What is needed: Output the full listing below exactly as it reads, and skip anything that is a picture.

——

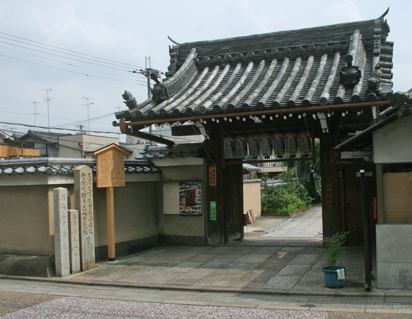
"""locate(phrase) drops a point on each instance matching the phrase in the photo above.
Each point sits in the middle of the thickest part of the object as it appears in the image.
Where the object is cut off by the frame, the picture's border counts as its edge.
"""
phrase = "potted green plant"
(334, 274)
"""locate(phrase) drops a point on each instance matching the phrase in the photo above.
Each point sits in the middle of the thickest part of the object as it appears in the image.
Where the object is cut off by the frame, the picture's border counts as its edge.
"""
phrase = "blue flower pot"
(331, 278)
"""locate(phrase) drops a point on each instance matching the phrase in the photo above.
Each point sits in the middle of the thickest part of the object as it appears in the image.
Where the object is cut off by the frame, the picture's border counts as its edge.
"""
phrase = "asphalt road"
(26, 299)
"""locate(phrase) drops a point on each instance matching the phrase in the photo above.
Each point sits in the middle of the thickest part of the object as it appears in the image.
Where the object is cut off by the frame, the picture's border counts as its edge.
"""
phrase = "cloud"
(343, 11)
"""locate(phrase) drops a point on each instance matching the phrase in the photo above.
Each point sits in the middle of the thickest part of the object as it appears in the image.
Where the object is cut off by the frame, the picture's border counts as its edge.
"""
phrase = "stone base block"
(21, 265)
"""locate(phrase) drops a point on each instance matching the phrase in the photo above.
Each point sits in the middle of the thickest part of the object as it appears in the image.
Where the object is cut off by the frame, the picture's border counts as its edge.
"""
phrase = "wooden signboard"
(110, 166)
(212, 176)
(110, 173)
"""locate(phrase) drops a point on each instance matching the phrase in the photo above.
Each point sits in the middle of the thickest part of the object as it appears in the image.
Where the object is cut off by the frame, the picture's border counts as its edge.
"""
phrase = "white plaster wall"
(394, 256)
(391, 144)
(252, 197)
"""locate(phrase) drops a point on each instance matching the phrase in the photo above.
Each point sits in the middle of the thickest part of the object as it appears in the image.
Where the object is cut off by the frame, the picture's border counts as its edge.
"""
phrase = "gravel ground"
(75, 307)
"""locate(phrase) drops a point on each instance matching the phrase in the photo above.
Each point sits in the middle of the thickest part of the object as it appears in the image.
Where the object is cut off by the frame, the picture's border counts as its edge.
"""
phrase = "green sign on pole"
(213, 210)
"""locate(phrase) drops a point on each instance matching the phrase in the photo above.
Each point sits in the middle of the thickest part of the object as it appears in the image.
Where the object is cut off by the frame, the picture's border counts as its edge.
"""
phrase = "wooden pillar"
(214, 194)
(330, 186)
(110, 224)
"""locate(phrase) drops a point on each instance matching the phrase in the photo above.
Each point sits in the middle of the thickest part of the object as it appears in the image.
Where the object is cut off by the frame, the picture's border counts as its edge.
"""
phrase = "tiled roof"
(176, 151)
(5, 135)
(43, 136)
(65, 166)
(299, 68)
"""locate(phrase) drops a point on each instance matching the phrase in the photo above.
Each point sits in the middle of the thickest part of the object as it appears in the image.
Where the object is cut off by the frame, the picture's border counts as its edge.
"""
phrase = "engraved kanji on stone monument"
(83, 188)
(61, 232)
(74, 241)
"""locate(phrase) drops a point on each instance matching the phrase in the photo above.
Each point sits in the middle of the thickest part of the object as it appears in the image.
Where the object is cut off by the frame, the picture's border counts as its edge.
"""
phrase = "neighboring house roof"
(5, 135)
(178, 150)
(251, 168)
(107, 146)
(288, 69)
(66, 166)
(42, 136)
(401, 105)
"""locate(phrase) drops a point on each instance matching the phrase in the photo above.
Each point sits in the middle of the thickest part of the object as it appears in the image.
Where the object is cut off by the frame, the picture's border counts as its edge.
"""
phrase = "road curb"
(327, 293)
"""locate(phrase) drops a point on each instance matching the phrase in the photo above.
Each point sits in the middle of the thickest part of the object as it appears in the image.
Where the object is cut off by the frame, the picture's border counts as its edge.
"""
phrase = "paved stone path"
(260, 273)
(20, 294)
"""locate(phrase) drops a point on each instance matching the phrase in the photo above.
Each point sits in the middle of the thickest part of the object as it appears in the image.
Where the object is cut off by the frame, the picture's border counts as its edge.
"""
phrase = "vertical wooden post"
(110, 223)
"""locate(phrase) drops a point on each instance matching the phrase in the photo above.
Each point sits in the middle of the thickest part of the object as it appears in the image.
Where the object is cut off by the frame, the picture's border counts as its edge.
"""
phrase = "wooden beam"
(125, 129)
(297, 110)
(110, 224)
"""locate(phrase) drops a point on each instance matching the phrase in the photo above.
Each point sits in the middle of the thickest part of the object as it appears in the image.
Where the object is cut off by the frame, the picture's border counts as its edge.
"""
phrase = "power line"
(58, 118)
(58, 128)
(51, 46)
(53, 67)
(106, 66)
(67, 63)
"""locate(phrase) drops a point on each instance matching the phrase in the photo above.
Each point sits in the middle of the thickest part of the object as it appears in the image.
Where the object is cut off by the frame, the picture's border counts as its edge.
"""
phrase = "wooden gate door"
(353, 203)
(233, 203)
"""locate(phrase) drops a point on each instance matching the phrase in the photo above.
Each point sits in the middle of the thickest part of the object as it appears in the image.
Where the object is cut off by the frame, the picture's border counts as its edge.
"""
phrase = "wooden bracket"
(125, 129)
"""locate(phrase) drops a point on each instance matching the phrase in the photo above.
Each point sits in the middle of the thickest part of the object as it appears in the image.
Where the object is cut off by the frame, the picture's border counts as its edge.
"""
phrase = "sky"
(83, 53)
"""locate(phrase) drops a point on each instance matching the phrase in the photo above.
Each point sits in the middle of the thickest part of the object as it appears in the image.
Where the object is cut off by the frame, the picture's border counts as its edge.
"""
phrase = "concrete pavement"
(273, 267)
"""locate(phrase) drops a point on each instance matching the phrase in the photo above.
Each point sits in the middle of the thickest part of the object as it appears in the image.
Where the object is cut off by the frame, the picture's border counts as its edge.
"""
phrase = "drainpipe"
(366, 235)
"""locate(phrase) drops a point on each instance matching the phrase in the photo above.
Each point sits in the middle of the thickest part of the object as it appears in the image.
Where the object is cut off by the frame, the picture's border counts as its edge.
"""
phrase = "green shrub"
(333, 249)
(285, 198)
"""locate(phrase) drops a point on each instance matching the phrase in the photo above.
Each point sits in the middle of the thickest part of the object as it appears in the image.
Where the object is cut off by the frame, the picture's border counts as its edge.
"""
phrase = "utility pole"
(35, 111)
(88, 103)
(48, 109)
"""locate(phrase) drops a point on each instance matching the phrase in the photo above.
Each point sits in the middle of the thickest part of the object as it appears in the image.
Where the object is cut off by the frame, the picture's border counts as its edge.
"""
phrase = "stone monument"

——

Result of this task:
"""locate(phrase) drops a point on each instance matching the phrase in the photo above.
Each point sits in the middle of the thickest part of the object as it appears in the image.
Where the object is cut off by the frame, the picture's border counts as its edge.
"""
phrase = "potted green plant"
(334, 274)
"""locate(phrase) drops a point on each instance matching the phrase in the photo above.
Each point sits in the middle of the thickest part of the object as it appears in the image.
Where the object is cut off by the frame, the picture's border counts as its edge.
"""
phrase = "blue flower pot"
(331, 278)
"""locate(phrase) drops a point on each instance matching the phrase in the photo above.
Each point sits in the middle of the thickest part of the object as it appears in the image.
Where the object is cut off by the frame, the picture's border counts as its edge.
"""
phrase = "asphalt road"
(26, 299)
"""locate(phrase) drops a point on each instance matching the phrase in the photo above.
Each point sits in the middle of the thickest part of the object as it appears in the image.
Where the object is cut off by the frame, the picture's border counts as its edge.
"""
phrase = "cloud"
(343, 11)
"""locate(phrase) drops a point on each instance matching the phrase in the photo above.
Each point sits in the middle of the thickest part of the object as it appears in the image.
Where the object is cut off by the frame, the picture's border counts as its edge.
"""
phrase = "stone base block"
(21, 265)
"""locate(phrase) drops a point on each instance matching the phrase in the photo above.
Each point sits in the middle of the thickest part of the object as it appears in the image.
Where the object is cut off by the frame, the picture's border counts as its edge.
"""
phrase = "wooden signboard"
(110, 166)
(212, 176)
(110, 173)
"""locate(phrase) drops a point on each instance matching the phrase in the photo above.
Each point sits in the middle of the thickest part of the object as it appears in the image.
Where the object is cut off by the frame, the picture's border counts as its edge.
"""
phrase = "white plaster wall"
(394, 256)
(391, 144)
(252, 197)
"""locate(phrase) drops a point on each instance matching the phrase in the photo above.
Each point sits in the middle of the thickest part of the object as it appears in the image.
Where the object is cut off by the frame, the picture's border counts as its edge.
"""
phrase = "gravel ground"
(75, 307)
"""locate(phrase) drops a point on each instance matching the phrase in the photo above.
Each point sits in the middle of the thickest part of the object as it appears in the image.
Where the object is cut off by the frame, the picture's border counts as its edge.
"""
phrase = "green sign on pole"
(213, 210)
"""locate(phrase) drops a point on each instance matching the phrase in the photo above.
Each point sits in the middle of the thickest part of the object as it appears in the image.
Where the object is cut off by the frame, the picture's border counts as its edge.
"""
phrase = "wooden pillar"
(214, 194)
(330, 186)
(110, 224)
"""locate(phrase) drops a point on each instance matching the phrase in the photo above.
Each point sits in the middle of the thickest part of the object as it appears in the image.
Where the object is cut off by the frame, the picture's border counts as its edge.
"""
phrase = "tiled roof"
(176, 151)
(5, 135)
(43, 136)
(65, 166)
(299, 68)
"""locate(phrase) drops a point on each instance matching the phrase in the photo above.
Each point sits in the middle of the thickest part of the object as it appears in the image.
Where the object is cut off by the frame, the picture's border counts as its edge.
"""
phrase = "engraved kanji on stone monument"
(83, 188)
(61, 232)
(74, 241)
"""locate(phrase) drops a point on each instance matching the phrase in the photo above.
Each point sits in the middle of the thickest part of the object as it appears in the image.
Where the object is cut off by the frame, the picture's border counts as its edge.
"""
phrase = "neighboring house roof"
(5, 135)
(178, 150)
(251, 168)
(107, 146)
(288, 69)
(66, 166)
(42, 136)
(401, 105)
"""locate(phrase) drops a point on each instance matching the phrase in the photo above.
Each point sits in the middle of the thickest part of the object as it appears in the image.
Where the object is cut off by the frame, the picture's border counts as its edge.
"""
phrase = "road curb"
(327, 293)
"""locate(phrase) drops a point on each instance matching the phrase in the photo above.
Each point sits in the middle of the thickest part of the object as it appears in the image.
Where the object is cut off by the frame, the picture's border counts as its edge.
"""
phrase = "paved stone path"
(260, 273)
(20, 294)
"""locate(phrase) drops a point on each instance matching the phrase in the photo above.
Each point sits in the middle of the thickest part of the object as it appears in the image.
Where the object is cut off by the frame, the picture's border counts as its edge.
"""
phrase = "vertical wooden post"
(110, 223)
"""locate(phrase) drops a point on each instance matching the phrase in the photo above.
Each point sits in the middle of the thickest part of the object as it appears in the image.
Where the object is cut off by the frame, the picture's border counts as its edge.
"""
phrase = "wooden beam"
(125, 129)
(297, 110)
(110, 224)
"""locate(phrase) drops a point on each instance matching the phrase in the photo above.
Each point sits in the middle of the thickest part of the object as it appears in the image.
Where the object is cut off by the frame, the picture's border counts as its edge.
"""
phrase = "power line"
(58, 118)
(58, 128)
(51, 46)
(53, 67)
(106, 66)
(67, 63)
"""locate(phrase) drops a point on each instance matching the phrase in the photo above.
Each point sits in the middle of the thickest part of the object as it appears in the image.
Where the object is cut off by the frame, the picture's border counts as its edge.
"""
phrase = "wooden gate door"
(353, 203)
(233, 203)
"""locate(phrase) drops a point on each instance matching the phrase in the photo above.
Each point sits in the middle of the thickest part of the object as it appears in the image.
Where the object is cut off by the frame, the picture's border counts as its edge.
"""
phrase = "wooden bracket"
(125, 129)
"""locate(phrase) drops a point on each instance matching the phrase in the photo above.
Each point sits in the middle of the thickest part of the object as it appears in the image.
Where the object is cut off by the frame, the picture's border counts as its edge.
"""
phrase = "sky"
(83, 53)
"""locate(phrase) drops a point on each instance matching the phrase in the photo above.
Each point sits in the middle of the thickest part of the object as it appears in the image.
Where the object is cut off by the frame, the picture's border counts as its edge.
"""
phrase = "concrete pavement"
(273, 267)
"""locate(phrase) drops a point on each instance matching the phrase in the photo above.
Each point sits in the middle of the thickest part of the object as it appears in the image.
Where the object is cut off by the frame, the picture's border counts as its edge.
"""
phrase = "drainpipe"
(366, 235)
"""locate(phrase) drops a point on each instance matching the phrase in the photo above.
Each point sits in the middle of the thickest part of the object as it appears in the image.
Where the object is cut off by the frame, the picture's border counts as its edge.
"""
phrase = "green shrub"
(333, 249)
(285, 198)
"""locate(phrase) drops a point on each instance matching the phrase in the photo above.
Each point sits in the middle of the thickest part of the object as it appears in the image.
Where the object is cut off by the frame, the picture's border counts as its edge.
"""
phrase = "utility pole"
(35, 111)
(88, 103)
(48, 109)
"""locate(phrase) drops a point on each instance matching the phrase in the photo above.
Each point sits in the middle of the thickest part of the object as it appears in the image.
Where the object is cut off by the frame, the picture's border counts as its edge.
"""
phrase = "stone monument"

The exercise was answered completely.